▸ **Task brief**
Rescale the data starting with the line that contains "Each instance of the gravel" and going on through the last line of the data. Write out each of those lines again, requests included, multiplying every x and y point coordinate in the answers by 2.1 and rounding to whole numbers, halves up.

Point annotation dataset records
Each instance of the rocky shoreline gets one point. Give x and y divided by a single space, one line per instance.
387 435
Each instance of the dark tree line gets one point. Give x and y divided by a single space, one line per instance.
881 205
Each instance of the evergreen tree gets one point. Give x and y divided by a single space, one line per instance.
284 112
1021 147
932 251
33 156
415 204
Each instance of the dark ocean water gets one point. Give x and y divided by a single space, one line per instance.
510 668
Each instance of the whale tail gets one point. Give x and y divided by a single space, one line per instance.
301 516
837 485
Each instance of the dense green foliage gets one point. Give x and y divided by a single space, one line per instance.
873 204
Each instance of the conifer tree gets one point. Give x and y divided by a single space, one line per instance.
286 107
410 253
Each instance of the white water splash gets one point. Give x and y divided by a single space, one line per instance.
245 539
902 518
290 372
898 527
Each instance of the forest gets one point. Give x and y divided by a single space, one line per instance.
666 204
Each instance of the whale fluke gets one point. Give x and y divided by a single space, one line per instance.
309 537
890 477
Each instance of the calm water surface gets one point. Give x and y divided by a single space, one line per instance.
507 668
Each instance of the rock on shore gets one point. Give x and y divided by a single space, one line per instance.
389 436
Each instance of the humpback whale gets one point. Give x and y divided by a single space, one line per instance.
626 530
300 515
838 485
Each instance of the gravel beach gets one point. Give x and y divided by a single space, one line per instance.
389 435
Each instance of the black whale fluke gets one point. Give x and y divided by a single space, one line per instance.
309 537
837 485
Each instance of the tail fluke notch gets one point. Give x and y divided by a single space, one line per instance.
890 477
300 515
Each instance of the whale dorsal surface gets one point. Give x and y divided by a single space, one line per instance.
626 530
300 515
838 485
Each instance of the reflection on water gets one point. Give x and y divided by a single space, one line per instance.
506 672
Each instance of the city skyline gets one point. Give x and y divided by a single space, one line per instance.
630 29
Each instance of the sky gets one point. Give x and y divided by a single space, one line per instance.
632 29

▸ **Finished task**
Each instance of the gravel beach gets one point. Give x and y divided by a single space, one line per instance.
817 914
Each instance of the black whale fluke gets one point. Give x and y divided by a single space, one line per instance.
649 1128
1758 1019
Each instance of the tail fluke notch gets one point. Give x and y divided by a single space, one line per instance.
1869 1002
630 1082
Each instance of the whale dorsal surface gets one point. Give x and y divided by a single space, one line per instance.
1315 1113
630 1082
1760 1019
Each instance of the reflection on water gets one point. Give x and y divided by a single space, one line per instance.
1063 1411
Each instance of the city skyline gets one point. Give x and y divided by a single space, one line per instance.
1323 61
Each instance of the sky gets one point. Give x and y divided by a single space, one line per instance.
1327 61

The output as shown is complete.